Directive >> Please select every row of the material below that contains the word "line", and copy each such row.

--- START OF Provided material ---

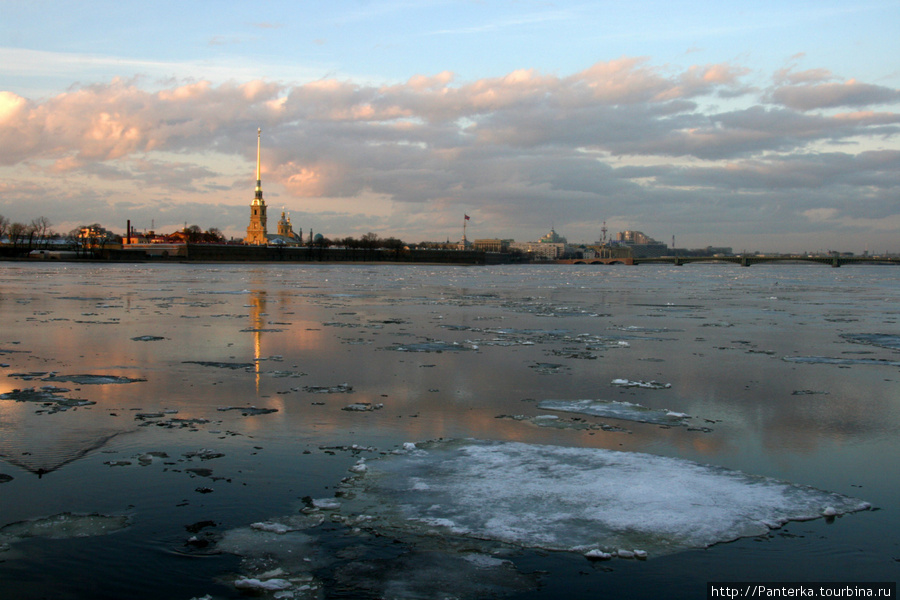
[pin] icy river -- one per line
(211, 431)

--- END OF Provided material ---
--- START OF Provided material ---

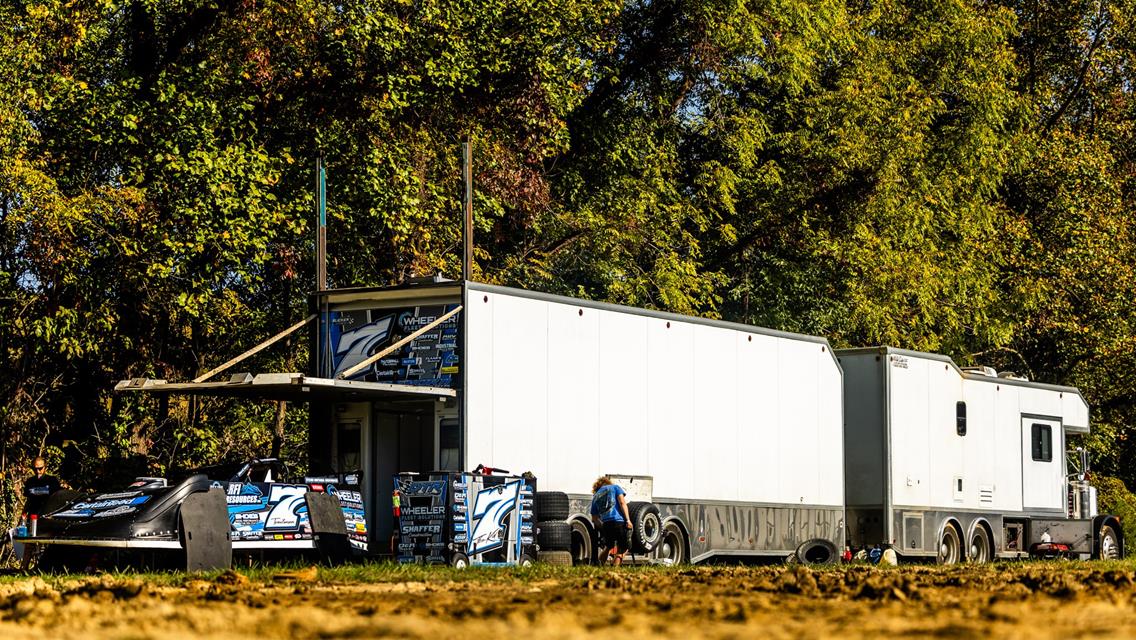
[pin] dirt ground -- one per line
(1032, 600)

--- END OF Provided material ---
--- START OF Provided material ---

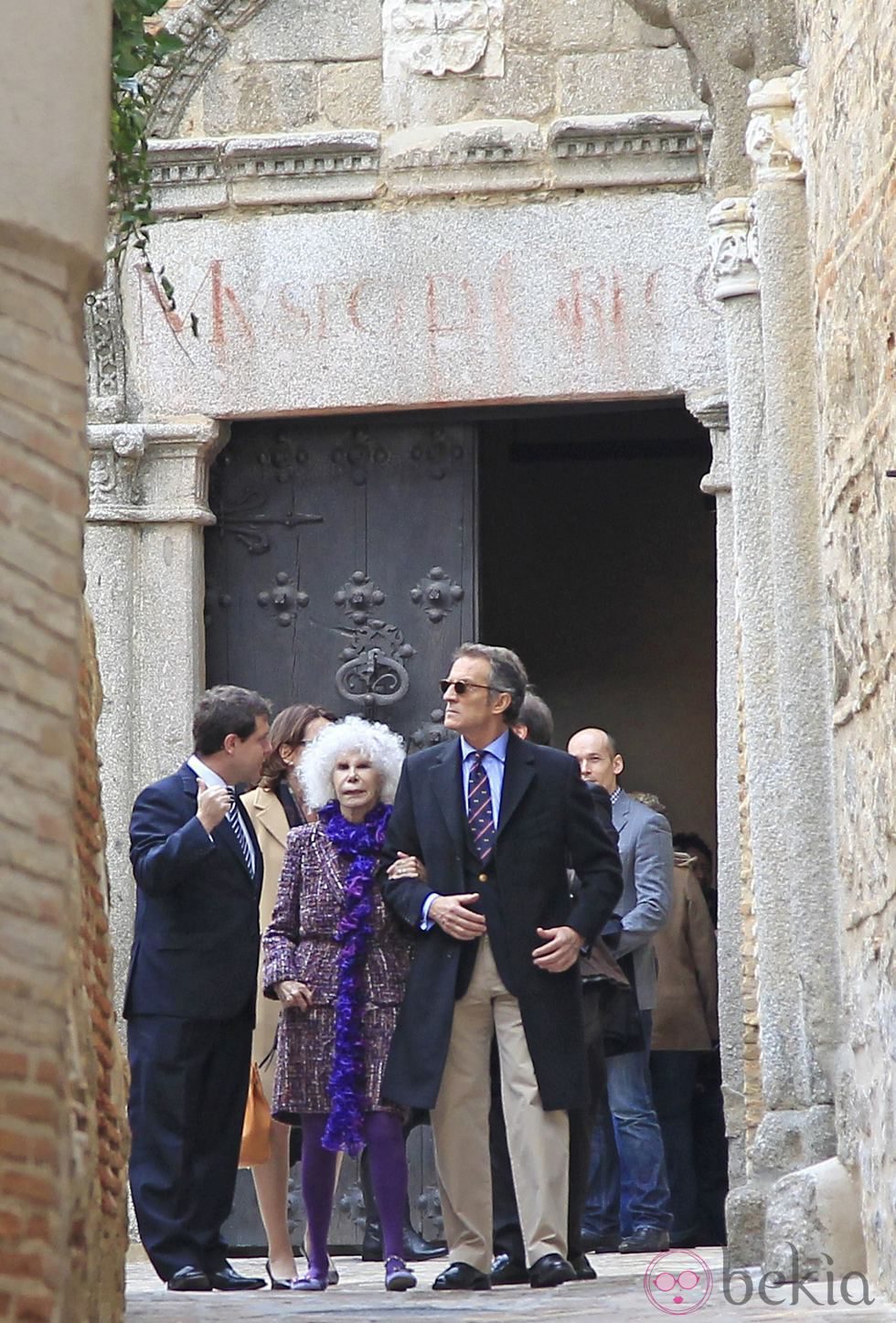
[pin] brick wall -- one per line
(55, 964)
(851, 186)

--- END OF Provided material ---

Answer to the exercise >>
[pin] icy river -- one per line
[pin] dirt ground -- one per line
[pin] brick wall -- one per line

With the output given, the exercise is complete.